### Exercise details
Where the word "slope" occurs in a line of the data, return the whole line.

### Records shown

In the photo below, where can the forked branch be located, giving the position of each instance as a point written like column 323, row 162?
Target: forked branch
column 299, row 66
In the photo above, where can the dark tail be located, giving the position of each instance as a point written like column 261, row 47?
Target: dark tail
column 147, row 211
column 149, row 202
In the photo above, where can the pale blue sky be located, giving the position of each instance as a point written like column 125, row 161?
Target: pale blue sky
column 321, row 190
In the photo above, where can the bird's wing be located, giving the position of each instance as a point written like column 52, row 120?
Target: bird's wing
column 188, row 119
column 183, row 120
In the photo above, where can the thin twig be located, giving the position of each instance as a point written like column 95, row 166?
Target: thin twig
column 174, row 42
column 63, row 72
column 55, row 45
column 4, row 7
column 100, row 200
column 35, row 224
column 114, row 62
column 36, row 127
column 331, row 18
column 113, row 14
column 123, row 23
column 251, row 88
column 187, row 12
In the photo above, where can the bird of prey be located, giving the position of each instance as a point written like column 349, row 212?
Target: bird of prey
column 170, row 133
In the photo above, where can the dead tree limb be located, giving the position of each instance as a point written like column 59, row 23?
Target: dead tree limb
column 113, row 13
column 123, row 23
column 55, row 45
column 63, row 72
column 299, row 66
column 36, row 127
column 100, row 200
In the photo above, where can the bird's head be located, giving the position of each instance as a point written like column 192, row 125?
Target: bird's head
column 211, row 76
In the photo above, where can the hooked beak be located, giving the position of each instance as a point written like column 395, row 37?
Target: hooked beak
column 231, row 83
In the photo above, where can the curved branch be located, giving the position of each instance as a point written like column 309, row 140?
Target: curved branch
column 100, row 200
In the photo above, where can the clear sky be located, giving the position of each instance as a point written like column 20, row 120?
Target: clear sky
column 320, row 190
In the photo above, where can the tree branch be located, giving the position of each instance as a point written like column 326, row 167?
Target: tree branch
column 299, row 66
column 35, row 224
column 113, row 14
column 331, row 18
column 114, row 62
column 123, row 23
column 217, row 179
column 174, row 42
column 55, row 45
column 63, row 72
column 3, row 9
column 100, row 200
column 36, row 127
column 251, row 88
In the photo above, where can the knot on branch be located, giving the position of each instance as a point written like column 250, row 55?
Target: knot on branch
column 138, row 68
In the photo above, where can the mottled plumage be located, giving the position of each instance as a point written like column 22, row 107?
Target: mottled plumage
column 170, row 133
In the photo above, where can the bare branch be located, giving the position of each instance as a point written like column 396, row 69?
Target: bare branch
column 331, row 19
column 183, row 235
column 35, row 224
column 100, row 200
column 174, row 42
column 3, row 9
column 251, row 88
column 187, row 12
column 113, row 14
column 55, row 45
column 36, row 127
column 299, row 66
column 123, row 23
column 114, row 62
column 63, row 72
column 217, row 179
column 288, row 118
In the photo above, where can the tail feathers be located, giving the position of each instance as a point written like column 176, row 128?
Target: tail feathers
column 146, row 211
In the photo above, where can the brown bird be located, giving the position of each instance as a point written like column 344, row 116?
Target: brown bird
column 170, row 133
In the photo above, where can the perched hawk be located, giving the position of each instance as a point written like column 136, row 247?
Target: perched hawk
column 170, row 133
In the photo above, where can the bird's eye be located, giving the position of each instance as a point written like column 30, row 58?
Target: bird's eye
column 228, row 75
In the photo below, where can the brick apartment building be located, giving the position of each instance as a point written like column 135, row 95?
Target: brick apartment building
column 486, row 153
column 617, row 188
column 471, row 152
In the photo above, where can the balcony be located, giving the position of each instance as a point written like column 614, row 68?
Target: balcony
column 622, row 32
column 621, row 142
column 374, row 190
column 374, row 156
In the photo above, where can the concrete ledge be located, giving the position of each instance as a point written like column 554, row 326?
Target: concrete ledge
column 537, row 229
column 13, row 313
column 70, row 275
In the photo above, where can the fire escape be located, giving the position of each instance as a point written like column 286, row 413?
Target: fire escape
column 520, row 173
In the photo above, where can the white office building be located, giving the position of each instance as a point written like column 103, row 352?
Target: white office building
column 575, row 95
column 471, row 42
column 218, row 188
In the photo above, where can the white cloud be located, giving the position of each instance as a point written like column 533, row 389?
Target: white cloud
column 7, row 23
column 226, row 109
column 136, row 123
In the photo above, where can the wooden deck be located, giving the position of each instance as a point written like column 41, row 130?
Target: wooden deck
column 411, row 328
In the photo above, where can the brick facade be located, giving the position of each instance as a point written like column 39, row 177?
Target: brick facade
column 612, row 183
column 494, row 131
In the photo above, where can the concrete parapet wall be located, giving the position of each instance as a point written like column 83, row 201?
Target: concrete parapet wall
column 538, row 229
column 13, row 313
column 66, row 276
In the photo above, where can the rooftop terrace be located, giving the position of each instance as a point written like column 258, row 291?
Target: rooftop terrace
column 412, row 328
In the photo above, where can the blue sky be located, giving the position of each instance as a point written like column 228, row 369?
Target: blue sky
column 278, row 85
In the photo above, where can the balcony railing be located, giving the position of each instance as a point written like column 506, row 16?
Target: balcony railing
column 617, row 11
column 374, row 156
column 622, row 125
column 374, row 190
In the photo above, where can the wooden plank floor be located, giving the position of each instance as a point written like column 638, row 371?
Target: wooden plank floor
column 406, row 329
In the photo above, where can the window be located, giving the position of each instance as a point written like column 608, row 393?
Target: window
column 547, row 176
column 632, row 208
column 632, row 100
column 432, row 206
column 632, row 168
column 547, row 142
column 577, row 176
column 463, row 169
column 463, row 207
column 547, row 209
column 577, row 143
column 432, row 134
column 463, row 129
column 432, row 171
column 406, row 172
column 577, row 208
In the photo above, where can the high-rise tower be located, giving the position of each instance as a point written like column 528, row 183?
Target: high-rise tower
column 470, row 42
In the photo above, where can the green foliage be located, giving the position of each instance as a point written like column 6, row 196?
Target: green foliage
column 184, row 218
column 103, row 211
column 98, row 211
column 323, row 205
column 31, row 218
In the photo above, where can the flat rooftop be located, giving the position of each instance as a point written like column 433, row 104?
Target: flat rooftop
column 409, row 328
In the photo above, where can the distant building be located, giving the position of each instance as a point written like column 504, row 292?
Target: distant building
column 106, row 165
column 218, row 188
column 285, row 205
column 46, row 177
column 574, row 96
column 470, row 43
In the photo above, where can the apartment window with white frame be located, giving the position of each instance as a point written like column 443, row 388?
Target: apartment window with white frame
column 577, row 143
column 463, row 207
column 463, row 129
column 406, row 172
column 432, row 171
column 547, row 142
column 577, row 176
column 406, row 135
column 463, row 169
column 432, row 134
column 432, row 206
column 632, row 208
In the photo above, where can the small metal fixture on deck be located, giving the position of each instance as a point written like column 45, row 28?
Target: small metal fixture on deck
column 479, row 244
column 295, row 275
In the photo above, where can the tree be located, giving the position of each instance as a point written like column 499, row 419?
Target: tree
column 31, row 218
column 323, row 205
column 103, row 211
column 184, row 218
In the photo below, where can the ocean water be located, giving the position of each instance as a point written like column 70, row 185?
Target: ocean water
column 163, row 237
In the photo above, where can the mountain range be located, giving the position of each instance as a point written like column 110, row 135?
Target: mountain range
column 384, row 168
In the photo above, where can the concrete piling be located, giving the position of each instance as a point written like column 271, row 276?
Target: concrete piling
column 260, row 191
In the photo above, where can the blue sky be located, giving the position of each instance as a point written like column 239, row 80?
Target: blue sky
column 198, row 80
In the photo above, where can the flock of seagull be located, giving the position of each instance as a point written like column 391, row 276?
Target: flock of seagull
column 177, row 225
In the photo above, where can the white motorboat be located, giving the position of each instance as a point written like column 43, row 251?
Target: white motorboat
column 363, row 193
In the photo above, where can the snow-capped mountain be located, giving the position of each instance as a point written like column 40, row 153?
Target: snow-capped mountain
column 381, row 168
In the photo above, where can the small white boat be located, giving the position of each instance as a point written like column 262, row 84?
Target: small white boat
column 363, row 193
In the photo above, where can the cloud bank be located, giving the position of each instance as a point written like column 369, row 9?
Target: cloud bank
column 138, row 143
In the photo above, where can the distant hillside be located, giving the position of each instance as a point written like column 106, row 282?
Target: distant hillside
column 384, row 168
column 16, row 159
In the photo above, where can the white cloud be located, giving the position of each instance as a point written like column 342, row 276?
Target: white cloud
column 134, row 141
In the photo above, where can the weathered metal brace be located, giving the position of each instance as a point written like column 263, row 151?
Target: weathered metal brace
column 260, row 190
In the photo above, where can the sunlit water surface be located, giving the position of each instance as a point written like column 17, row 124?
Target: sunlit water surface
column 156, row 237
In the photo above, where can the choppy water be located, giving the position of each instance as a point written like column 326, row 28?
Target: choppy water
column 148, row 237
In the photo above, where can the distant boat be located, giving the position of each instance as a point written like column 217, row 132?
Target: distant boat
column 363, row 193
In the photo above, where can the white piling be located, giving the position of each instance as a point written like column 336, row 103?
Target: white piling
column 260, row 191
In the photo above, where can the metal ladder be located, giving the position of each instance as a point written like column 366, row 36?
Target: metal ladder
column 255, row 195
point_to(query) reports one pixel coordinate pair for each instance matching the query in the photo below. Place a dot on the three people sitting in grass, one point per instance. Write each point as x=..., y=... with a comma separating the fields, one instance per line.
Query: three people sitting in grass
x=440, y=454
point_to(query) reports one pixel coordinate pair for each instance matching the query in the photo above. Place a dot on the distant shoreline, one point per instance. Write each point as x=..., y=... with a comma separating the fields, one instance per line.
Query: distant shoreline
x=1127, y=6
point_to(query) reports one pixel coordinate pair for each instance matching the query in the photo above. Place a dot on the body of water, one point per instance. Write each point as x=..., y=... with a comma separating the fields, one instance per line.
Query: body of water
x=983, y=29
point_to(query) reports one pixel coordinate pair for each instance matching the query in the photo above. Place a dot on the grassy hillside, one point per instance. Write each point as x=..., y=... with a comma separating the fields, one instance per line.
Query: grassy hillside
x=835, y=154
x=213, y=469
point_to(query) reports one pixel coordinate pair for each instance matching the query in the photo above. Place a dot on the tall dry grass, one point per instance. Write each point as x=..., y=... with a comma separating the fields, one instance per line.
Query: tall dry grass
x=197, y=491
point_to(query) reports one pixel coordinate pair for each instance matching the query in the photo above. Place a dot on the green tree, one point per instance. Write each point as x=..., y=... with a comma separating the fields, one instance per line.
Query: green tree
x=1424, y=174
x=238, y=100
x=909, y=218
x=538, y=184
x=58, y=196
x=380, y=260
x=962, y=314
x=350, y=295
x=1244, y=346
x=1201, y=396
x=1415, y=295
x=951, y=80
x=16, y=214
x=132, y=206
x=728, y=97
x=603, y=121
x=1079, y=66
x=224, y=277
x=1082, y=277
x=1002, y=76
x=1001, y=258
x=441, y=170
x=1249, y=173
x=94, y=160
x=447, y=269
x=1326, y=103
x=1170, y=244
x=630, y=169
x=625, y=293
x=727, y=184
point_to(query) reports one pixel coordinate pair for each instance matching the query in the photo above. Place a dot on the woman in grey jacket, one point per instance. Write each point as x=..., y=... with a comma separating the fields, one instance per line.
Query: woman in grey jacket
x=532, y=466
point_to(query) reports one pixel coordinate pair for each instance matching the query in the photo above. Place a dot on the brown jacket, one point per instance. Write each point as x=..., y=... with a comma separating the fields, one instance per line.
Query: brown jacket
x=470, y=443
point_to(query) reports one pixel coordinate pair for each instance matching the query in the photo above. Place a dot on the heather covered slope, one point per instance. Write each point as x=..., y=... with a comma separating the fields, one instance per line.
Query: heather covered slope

### Answer box
point_to(query) reports one pixel coordinate pair for each instance matching the query in the photo above. Place a dot on the heather covered slope, one point per instance. Write each point as x=..., y=... with a comma separating the fields, one instance per line.
Query: heather covered slope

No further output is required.